* _Challenge_:
Reproduce the listing below verbatim, starting at its first line and ending at the line that contains "pixel 498 340", with both of those lines included.

* _Material to process_:
----------

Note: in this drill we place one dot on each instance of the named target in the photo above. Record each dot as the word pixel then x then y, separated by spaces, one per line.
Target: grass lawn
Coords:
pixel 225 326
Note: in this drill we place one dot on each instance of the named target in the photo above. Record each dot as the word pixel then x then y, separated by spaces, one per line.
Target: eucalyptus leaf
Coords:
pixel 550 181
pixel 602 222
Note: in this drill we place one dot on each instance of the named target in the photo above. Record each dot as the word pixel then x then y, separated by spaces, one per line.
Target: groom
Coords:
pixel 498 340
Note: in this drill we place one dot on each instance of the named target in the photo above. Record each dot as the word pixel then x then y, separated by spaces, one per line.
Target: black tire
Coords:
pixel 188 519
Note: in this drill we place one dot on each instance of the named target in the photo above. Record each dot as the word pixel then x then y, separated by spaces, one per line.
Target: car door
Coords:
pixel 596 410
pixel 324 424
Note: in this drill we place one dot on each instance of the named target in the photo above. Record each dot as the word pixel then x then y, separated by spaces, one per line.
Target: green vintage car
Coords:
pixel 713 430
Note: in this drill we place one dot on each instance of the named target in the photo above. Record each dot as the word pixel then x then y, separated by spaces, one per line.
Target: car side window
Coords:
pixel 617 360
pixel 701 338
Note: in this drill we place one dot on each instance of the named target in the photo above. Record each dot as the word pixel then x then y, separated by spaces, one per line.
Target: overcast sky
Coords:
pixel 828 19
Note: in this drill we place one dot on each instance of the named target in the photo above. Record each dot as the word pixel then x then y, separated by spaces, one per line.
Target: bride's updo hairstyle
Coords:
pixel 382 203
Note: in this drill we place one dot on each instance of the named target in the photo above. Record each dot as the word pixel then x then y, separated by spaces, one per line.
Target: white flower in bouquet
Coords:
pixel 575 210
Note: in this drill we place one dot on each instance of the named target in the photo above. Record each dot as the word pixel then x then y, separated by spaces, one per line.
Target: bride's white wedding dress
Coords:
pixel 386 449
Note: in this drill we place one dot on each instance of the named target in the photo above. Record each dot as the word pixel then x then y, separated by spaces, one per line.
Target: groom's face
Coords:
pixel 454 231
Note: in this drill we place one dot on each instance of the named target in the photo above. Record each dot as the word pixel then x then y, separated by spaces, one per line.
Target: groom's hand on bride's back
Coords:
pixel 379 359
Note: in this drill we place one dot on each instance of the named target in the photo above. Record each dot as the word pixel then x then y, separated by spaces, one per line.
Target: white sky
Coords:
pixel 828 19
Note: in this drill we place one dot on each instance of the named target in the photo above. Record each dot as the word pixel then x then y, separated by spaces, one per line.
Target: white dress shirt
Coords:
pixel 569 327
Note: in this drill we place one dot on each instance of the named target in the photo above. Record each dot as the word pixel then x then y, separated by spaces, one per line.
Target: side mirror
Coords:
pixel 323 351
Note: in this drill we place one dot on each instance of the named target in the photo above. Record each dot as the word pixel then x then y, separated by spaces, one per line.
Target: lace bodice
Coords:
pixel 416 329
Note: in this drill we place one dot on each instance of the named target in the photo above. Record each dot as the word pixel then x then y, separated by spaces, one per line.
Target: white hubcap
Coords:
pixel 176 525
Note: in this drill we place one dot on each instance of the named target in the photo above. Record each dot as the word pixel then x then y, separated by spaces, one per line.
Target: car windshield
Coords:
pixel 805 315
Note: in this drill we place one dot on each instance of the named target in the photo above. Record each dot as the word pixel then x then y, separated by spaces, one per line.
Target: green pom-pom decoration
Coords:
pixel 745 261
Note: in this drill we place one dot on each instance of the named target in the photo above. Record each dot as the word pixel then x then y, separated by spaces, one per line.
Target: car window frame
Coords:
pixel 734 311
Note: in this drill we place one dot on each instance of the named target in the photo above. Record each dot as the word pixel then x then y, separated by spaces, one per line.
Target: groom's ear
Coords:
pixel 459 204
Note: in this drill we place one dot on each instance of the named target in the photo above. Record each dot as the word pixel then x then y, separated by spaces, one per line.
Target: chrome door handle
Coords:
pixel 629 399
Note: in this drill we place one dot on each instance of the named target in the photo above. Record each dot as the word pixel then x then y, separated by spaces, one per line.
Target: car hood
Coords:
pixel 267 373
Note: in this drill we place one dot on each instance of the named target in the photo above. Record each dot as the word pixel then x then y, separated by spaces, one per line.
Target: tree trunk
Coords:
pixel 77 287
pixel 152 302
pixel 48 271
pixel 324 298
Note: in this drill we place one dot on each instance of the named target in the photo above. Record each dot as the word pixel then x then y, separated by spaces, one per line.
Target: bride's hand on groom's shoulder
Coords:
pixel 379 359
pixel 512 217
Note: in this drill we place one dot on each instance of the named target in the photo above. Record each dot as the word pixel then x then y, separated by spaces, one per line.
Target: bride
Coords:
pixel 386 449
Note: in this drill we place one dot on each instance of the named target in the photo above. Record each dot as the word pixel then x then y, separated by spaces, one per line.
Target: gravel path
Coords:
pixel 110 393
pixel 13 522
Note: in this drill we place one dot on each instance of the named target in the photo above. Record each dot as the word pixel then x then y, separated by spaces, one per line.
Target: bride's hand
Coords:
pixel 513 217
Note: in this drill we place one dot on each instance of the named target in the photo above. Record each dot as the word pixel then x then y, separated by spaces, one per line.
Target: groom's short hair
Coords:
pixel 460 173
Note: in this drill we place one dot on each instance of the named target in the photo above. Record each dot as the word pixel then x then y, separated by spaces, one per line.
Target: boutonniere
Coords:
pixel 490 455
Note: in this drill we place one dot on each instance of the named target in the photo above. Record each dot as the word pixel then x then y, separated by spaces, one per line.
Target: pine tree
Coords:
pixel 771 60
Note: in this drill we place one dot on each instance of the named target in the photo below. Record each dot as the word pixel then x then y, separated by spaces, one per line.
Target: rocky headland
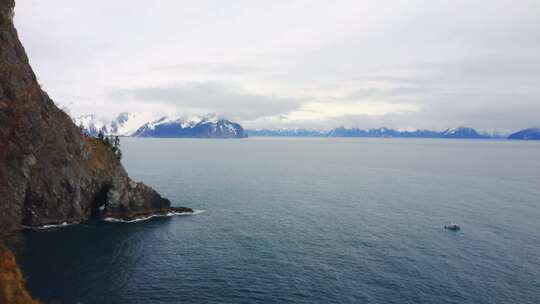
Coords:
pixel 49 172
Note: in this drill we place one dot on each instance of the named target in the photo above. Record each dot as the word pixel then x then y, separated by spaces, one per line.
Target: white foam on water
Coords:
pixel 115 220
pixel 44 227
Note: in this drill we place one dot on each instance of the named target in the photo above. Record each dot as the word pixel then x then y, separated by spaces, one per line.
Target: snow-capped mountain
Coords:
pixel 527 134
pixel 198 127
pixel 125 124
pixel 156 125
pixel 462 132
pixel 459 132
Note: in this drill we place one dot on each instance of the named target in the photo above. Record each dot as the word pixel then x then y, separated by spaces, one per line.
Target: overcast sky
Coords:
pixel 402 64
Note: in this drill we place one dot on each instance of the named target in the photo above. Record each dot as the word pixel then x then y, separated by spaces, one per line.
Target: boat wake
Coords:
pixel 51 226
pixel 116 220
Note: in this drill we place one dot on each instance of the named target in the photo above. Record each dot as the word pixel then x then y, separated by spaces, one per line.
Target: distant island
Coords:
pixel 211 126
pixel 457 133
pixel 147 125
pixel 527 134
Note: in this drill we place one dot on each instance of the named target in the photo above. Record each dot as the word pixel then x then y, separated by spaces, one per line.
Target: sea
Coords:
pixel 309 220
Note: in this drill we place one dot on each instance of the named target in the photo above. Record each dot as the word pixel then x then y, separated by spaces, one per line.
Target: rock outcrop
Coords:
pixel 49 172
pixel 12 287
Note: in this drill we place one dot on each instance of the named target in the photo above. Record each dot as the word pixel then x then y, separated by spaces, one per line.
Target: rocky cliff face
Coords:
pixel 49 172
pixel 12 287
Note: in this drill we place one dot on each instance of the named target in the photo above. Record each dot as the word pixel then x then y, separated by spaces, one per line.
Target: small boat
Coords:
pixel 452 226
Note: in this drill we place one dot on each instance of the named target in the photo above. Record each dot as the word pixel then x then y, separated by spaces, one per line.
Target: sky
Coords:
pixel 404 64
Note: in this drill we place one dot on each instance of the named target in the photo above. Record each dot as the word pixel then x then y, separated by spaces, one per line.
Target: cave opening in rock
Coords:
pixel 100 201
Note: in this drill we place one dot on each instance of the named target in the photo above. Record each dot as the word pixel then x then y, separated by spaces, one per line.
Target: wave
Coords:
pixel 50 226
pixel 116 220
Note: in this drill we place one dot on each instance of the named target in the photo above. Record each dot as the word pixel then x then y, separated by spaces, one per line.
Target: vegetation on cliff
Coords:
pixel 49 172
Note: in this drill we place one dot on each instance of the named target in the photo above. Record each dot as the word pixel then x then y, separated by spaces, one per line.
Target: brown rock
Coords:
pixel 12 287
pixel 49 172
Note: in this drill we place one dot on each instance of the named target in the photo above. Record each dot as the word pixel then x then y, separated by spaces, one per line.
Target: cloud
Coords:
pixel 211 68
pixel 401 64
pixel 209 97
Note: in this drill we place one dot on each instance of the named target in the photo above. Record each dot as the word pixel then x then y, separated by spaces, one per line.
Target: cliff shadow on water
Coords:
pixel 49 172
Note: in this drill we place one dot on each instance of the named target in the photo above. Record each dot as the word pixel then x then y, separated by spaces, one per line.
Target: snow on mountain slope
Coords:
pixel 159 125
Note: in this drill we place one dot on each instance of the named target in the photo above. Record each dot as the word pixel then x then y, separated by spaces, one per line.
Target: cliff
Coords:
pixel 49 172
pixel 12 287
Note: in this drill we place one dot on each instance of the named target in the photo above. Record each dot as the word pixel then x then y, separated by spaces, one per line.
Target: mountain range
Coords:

----------

* _Answer_:
Note: in this drill we place one dot on each instance of the named target in the photo above. Record each dot as the word pixel then x then y, separated by spaces, one per line.
Target: grass lawn
Coords:
pixel 225 326
Note: in this drill we place one dot on each instance of the named target in the photo above. Record each dot as the word pixel then x then y, separated by spaces, one per line.
Target: eucalyptus leaf
Coords:
pixel 550 181
pixel 602 222
Note: in this drill we place one dot on each instance of the named target in the photo above. Record each dot as the word pixel then x then y, separated by spaces, one per line.
Target: groom
Coords:
pixel 498 340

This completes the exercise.